**TEXT FOR ANALYSIS**
-.-.-

Uncontrolled metal ions, found ubiquitously as solutions or colloidal suspensions in water, create a great diversity of technical problems, as illustrated by scale or precipitate formation in boilers, difficult cleaning of soils from textile fabrics and hard surfaces and metal-catalyzed decomposition of otherwise useful peroxide, perborate or peracid bleaches. Uncontrolled metal ions, especially those of heavy metals, are often significantly toxic, and in consequence, detoxicants and other pharmaceuticals are needed.

-.-.-

**WORK ORDER**
Reproduce the passage about uncontrolled metal ions word for word, in full. Draw only on the passage about uncontrolled metal ions and use no outside source.

-.-.-

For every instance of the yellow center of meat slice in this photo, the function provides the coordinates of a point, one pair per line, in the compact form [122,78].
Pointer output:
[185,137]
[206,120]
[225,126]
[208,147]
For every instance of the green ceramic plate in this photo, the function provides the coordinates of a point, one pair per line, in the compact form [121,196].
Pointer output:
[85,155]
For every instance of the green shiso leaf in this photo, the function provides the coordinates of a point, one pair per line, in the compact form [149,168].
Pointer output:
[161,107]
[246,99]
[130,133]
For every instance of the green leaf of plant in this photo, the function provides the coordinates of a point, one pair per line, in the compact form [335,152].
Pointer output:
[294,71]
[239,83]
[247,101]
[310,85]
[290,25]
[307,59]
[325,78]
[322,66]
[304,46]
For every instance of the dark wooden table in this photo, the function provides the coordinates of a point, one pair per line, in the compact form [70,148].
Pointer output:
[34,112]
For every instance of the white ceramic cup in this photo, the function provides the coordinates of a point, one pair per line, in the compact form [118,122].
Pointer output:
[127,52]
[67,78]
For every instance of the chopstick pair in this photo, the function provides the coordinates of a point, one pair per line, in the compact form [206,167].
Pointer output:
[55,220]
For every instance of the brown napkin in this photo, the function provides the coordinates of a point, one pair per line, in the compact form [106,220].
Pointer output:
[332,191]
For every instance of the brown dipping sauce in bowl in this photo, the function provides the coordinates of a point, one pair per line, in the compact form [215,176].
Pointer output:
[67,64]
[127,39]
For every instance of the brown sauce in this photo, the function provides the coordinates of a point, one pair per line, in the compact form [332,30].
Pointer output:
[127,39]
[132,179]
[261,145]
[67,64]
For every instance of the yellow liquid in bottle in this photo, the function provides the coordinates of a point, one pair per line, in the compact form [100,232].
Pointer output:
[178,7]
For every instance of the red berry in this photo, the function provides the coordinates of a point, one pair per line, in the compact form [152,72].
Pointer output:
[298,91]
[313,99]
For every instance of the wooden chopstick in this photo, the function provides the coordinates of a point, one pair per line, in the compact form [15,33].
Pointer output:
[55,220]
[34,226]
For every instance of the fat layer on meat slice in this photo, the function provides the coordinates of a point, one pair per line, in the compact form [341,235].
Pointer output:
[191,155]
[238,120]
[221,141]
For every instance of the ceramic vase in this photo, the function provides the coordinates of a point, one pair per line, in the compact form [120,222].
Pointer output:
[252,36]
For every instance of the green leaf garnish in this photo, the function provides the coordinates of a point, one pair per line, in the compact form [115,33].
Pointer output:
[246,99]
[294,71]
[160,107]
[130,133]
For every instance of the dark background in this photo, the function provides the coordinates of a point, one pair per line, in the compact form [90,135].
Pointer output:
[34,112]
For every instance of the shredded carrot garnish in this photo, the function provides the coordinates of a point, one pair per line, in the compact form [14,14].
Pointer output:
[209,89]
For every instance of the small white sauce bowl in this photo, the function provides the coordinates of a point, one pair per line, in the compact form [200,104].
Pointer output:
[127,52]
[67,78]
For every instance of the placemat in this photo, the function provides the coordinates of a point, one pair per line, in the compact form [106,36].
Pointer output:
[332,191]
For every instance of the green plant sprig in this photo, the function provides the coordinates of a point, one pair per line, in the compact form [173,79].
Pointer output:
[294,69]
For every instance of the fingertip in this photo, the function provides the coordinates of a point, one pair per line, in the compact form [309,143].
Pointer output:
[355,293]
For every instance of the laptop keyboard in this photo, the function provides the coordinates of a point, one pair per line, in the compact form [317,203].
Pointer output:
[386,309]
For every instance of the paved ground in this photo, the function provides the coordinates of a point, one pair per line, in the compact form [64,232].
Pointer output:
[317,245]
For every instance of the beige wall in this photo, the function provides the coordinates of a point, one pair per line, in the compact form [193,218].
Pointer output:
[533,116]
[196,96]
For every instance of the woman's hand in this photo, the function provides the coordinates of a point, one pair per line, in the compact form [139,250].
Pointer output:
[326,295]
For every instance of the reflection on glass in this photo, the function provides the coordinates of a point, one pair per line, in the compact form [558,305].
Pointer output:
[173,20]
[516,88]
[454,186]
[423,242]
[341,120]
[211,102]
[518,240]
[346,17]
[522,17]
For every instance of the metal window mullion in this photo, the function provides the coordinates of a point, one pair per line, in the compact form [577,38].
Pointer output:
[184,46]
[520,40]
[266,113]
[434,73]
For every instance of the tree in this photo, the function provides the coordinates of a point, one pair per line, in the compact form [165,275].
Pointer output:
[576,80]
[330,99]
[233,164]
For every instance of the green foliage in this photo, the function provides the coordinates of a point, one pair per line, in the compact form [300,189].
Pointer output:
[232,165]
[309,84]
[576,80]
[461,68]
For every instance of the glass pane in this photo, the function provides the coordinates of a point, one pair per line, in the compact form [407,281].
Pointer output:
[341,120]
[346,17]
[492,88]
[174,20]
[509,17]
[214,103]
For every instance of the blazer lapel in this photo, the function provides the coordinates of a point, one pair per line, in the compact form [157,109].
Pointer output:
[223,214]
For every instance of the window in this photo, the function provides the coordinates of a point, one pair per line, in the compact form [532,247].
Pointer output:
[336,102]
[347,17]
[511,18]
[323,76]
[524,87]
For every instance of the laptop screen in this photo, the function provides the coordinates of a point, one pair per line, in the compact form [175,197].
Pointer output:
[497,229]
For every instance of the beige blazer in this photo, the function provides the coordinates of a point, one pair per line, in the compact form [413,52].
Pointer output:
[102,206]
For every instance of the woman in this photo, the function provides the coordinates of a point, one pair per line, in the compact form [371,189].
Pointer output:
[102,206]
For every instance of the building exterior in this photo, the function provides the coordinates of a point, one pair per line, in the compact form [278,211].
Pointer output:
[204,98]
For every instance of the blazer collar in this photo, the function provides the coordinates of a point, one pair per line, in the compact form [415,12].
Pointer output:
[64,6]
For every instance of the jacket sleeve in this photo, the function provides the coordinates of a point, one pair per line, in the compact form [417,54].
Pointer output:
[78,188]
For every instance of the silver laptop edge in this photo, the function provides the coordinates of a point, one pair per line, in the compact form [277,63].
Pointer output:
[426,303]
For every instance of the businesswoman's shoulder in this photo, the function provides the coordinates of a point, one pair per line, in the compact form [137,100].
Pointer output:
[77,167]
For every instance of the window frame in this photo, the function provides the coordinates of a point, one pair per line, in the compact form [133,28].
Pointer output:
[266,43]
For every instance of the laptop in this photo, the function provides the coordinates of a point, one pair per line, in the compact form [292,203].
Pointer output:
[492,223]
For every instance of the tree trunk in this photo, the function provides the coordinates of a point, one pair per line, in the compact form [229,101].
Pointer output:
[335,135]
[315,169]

-.-.-

**SOLUTION**
Uncontrolled metal ions, found ubiquitously as solutions or colloidal suspensions in water, create a great diversity of technical problems, as illustrated by scale or precipitate formation in boilers, difficult cleaning of soils from textile fabrics and hard surfaces and metal-catalyzed decomposition of otherwise useful peroxide, perborate or peracid bleaches. Uncontrolled metal ions, especially those of heavy metals, are often significantly toxic, and in consequence, detoxicants and other pharmaceuticals are needed.